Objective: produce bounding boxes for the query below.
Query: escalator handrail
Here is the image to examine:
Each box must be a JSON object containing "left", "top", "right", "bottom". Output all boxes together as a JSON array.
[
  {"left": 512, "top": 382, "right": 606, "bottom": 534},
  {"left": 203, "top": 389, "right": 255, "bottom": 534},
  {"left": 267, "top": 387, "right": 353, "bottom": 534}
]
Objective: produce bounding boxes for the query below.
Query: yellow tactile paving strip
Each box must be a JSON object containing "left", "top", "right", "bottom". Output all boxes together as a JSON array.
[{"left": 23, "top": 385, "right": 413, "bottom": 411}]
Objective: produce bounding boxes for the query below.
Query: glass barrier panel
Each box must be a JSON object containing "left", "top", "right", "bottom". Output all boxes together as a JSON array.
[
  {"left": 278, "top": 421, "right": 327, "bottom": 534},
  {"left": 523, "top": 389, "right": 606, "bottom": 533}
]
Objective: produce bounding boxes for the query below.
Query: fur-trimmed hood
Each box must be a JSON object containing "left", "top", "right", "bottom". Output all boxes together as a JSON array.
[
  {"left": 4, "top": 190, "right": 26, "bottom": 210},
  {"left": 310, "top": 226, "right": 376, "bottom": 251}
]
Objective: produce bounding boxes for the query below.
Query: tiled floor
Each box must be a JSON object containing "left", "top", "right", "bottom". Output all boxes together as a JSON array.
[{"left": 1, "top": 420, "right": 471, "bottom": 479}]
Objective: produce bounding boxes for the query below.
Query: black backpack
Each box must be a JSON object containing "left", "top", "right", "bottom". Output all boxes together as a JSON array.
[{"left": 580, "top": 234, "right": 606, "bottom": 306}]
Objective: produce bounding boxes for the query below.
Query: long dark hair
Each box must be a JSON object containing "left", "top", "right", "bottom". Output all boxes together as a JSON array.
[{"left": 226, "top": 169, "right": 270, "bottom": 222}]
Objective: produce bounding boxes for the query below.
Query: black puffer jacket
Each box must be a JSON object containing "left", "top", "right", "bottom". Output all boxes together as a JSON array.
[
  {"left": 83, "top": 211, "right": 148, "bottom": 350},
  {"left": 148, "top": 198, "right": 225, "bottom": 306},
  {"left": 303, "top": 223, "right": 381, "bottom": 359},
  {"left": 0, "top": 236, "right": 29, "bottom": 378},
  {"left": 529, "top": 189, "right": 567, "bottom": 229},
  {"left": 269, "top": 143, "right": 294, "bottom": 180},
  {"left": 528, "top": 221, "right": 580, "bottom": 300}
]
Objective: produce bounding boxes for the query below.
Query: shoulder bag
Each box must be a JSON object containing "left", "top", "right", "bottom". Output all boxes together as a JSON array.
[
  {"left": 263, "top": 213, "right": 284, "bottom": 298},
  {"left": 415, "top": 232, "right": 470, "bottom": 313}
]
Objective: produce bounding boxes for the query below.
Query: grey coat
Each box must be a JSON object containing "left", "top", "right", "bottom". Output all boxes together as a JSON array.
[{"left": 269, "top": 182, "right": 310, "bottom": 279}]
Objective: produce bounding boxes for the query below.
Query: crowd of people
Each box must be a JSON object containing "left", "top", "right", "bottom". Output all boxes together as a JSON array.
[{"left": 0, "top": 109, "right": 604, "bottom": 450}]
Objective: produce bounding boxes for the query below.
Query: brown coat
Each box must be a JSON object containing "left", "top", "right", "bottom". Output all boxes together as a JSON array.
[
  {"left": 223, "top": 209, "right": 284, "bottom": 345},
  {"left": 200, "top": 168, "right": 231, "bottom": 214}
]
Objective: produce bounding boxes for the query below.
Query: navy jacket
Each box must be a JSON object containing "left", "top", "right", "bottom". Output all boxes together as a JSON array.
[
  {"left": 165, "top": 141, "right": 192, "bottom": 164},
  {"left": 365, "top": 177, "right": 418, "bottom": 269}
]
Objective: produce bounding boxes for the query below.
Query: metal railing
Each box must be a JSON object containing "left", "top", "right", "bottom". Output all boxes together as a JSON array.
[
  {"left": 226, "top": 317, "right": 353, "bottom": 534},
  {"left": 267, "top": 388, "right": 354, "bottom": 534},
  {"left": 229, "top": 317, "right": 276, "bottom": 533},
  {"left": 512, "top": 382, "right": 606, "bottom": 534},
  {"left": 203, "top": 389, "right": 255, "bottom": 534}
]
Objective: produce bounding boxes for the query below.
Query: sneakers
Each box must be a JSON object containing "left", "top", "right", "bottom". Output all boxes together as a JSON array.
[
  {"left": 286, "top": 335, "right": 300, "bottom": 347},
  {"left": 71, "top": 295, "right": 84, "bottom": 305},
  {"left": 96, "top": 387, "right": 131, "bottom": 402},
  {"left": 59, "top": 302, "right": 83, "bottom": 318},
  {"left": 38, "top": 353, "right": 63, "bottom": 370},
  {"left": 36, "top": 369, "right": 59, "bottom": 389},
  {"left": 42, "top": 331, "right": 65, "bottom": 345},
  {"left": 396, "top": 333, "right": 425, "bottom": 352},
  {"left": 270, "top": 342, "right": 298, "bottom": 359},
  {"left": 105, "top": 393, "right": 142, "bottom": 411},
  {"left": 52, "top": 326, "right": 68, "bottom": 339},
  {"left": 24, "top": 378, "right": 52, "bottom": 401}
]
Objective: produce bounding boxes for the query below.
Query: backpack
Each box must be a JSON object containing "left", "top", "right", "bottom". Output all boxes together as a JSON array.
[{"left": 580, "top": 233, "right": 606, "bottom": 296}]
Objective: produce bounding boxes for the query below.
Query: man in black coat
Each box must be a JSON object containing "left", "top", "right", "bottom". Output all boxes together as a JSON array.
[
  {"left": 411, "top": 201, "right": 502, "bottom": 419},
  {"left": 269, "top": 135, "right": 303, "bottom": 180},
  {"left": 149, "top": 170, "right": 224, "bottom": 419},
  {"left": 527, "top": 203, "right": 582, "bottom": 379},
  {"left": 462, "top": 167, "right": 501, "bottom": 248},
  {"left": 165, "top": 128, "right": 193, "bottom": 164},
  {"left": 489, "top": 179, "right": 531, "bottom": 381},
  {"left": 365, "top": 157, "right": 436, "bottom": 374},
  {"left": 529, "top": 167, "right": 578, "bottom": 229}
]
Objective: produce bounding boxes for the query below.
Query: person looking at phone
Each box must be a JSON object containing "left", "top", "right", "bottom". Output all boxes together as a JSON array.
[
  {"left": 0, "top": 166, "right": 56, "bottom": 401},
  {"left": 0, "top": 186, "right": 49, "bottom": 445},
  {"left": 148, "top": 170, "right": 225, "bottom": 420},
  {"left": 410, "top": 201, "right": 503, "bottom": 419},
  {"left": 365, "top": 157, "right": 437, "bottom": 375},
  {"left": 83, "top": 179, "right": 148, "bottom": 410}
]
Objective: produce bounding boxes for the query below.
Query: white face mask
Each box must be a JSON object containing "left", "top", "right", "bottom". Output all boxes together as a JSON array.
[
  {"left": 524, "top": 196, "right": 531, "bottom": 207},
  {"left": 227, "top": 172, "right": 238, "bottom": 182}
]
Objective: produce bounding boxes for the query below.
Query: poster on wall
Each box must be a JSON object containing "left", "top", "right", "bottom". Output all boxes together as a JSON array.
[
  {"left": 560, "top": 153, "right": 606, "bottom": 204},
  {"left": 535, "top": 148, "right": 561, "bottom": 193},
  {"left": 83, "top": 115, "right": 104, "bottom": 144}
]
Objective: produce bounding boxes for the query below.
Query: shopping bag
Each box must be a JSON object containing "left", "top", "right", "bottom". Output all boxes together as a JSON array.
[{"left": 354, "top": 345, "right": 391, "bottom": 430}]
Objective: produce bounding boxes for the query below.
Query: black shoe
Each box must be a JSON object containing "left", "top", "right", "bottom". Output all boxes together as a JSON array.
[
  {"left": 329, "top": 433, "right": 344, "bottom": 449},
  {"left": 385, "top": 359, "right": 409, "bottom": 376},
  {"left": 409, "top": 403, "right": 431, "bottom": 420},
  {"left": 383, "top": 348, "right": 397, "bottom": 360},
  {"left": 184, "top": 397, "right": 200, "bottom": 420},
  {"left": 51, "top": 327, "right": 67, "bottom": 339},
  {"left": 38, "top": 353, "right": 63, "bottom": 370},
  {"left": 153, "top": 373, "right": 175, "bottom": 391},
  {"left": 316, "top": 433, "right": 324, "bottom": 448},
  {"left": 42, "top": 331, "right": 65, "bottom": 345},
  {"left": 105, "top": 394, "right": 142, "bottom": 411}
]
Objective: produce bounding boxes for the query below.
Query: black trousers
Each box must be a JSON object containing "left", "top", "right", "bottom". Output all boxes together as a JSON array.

------------------------------------------------

- **Try it**: Once you have checked every line of the material above, return the ones that hold the string "jacket".

- **Task solution**:
Query: black puffer jacket
Query: navy jacket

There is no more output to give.